The records below are to be written out again, exactly as they appear.
─── Record extracts
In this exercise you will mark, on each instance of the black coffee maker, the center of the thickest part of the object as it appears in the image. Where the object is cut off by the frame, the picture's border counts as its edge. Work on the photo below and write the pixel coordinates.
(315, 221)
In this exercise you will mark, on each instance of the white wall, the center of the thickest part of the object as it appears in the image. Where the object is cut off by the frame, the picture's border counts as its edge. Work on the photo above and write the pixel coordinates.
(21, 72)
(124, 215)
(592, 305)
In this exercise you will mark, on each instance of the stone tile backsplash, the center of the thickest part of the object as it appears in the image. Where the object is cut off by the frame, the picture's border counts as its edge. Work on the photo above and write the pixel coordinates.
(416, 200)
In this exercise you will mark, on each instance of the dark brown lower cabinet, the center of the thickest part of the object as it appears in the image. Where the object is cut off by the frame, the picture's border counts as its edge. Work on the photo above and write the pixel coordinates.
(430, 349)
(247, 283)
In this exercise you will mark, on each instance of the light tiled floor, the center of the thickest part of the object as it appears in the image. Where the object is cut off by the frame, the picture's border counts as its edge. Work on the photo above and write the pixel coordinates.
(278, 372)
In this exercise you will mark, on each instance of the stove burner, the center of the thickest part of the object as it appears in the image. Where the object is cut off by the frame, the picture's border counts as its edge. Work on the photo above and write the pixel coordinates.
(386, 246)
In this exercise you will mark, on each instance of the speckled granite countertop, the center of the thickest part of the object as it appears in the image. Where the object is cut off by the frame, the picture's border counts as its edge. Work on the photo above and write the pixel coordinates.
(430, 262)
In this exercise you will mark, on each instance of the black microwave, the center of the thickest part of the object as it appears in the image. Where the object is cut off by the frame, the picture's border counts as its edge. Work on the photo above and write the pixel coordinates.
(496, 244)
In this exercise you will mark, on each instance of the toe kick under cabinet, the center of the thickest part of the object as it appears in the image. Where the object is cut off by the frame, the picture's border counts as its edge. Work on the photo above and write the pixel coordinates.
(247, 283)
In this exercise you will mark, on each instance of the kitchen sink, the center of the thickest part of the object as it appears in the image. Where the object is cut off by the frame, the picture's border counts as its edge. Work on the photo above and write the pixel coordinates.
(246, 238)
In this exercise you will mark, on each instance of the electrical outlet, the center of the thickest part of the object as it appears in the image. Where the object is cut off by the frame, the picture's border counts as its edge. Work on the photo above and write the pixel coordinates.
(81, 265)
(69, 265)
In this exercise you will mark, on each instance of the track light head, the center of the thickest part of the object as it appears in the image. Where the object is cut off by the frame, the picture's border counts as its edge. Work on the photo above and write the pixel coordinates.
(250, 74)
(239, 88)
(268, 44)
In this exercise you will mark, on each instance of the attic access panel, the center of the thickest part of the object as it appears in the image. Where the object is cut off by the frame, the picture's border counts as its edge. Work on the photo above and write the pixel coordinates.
──────
### Expected answer
In this exercise you will mark, on each instance of the black coffee maker, the center of the thickest part of the object as it appears in the image. Where the object is cut off by the frame, the picture's border counts as its edge. Work on the photo below and write the pixel coordinates.
(315, 221)
In this exercise you will mark, on each instance of the white wall, the center of the thickest part of the object as it appears in the image. Where the object is cut off by the frame, the picture's border counts as its edge. Work on the photo above and write the pixel coordinates.
(21, 72)
(124, 215)
(592, 305)
In this exercise you will mark, on each instance of the stone tile backsplash, the center of the thickest part of the object as it appears in the image. Where the object is cut off by the frame, the picture's border counts as its edge. Work on the photo above and write the pixel coordinates.
(416, 200)
In this exercise you will mark, on each instance of the dark brown lower cabinet, the center of the thickest part of the object as it appears in the image. Where the object is cut off by the frame, the picture's border counts as its edge. Work on the photo above and write the pixel coordinates.
(430, 349)
(247, 283)
In this exercise you will mark, on each instance of the light tiled floor, the center of the thickest part of the object as it appears in the image. Where the object is cut off by the frame, the picture's border counts as its edge. Work on the photo above and write the pixel coordinates.
(278, 372)
In this exercise you will mark, on each instance of the stove burner, the center of the thickest part of the object as it appears in the image. Where the object is cut off by the frame, the picture's border counts as its edge. Work on the photo above and write the pixel coordinates.
(386, 246)
In this exercise you will mark, on each instance of the speckled granite countertop, the center of the thickest part of the object as it appears in the image. Where the object is cut off by the frame, the picture's border counts as its edge. Work on the photo above and write the pixel coordinates.
(430, 262)
In this exercise you will mark, on each instance of the black microwave, the center of the thickest part of the object as it appears in the image. Where the object is cut off by the frame, the picture's border counts as its edge. Work on the photo above and write the pixel coordinates.
(496, 244)
In this exercise you will mark, on each instance of the toe kick under cabinet, the center of the thickest part of the object as it appears in the image. Where the object is cut off by the frame, the picture's border counts as its edge. Work on the photo above and write the pixel coordinates.
(247, 283)
In this exercise you will mark, on each instance of the kitchen sink, the center of the thickest part of the object as it appears in the image. Where the object is cut off by the frame, the picture's border counts as its edge. Work on the photo above and write the pixel coordinates.
(246, 238)
In this exercise you will mark, on each instance of the electrical outlet, the center of the thickest part of the object as it appears in the image. Where the object is cut off by the frame, the picture's border counts as its edge. Work on the photo above and write the pixel coordinates.
(81, 265)
(69, 265)
In this exercise you will mark, on each instance of the track light head, the center of the thickest part of the object as it appears in the image. Where the object is cut off by the frame, the picture's border counts as its edge. Work on the photo above and write the pixel coordinates.
(250, 74)
(239, 88)
(268, 44)
In this exercise you will mark, on each instance of the attic access panel, the center of the thickest part of the object as it appears in the image. Where the object is cut off by the frame, the picture's border counts as its edge. Work on the photo above and write the pixel coordinates.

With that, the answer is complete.